(Entries supplied)
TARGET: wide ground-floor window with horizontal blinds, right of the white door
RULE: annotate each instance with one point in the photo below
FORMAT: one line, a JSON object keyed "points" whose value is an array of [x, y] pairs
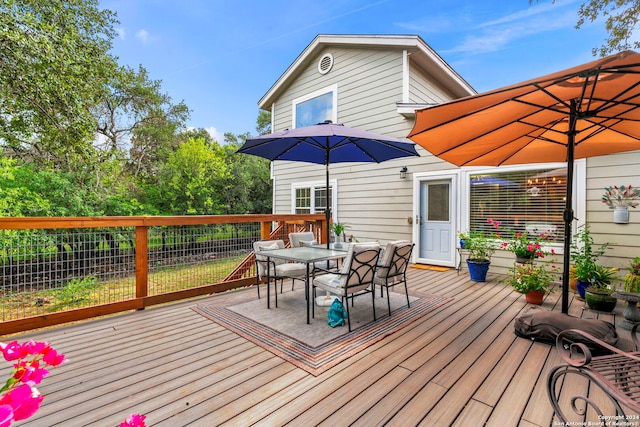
{"points": [[530, 201]]}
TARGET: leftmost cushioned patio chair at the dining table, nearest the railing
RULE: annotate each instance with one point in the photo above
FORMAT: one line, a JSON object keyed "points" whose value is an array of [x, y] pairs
{"points": [[278, 269]]}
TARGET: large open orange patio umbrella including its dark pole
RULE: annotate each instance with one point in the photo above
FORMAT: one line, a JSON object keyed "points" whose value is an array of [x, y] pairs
{"points": [[584, 111]]}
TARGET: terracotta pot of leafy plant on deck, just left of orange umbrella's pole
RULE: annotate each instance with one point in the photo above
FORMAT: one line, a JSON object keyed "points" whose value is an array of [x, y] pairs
{"points": [[533, 280]]}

(Instructions to follow) Return all material verbatim, pictures omitted.

(Solution to this problem)
TARGET: wide ground-floor window with horizontal blinds, right of the white door
RULE: annotate each instance with one point in the photo below
FORMAT: one line, a JSON object keyed "points" whose value is an array of [x, y] pairs
{"points": [[530, 201]]}
TARGET: leftmost cushioned patio chair at the dining table, nearest the railing
RULE: annotate each instance with one point in the photo above
FORMAT: one line, a JSON object keyed "points" whose value is an array of [x, y] pairs
{"points": [[278, 269]]}
TARGET: large open orange patio umbrella including its dark pole
RULE: annotate each instance with one point in the photo above
FORMAT: one line, a JSON object keyed "points" whose value is an array of [x, y] pairs
{"points": [[584, 111]]}
TARGET: terracotta pot of leafy plant on deck, just left of orange umbrella's pole
RULE: annotate each instance with one point in the photo above
FORMAT: one line, a JSON object keyed "points" whose value is an array of [x, y] pairs
{"points": [[533, 280]]}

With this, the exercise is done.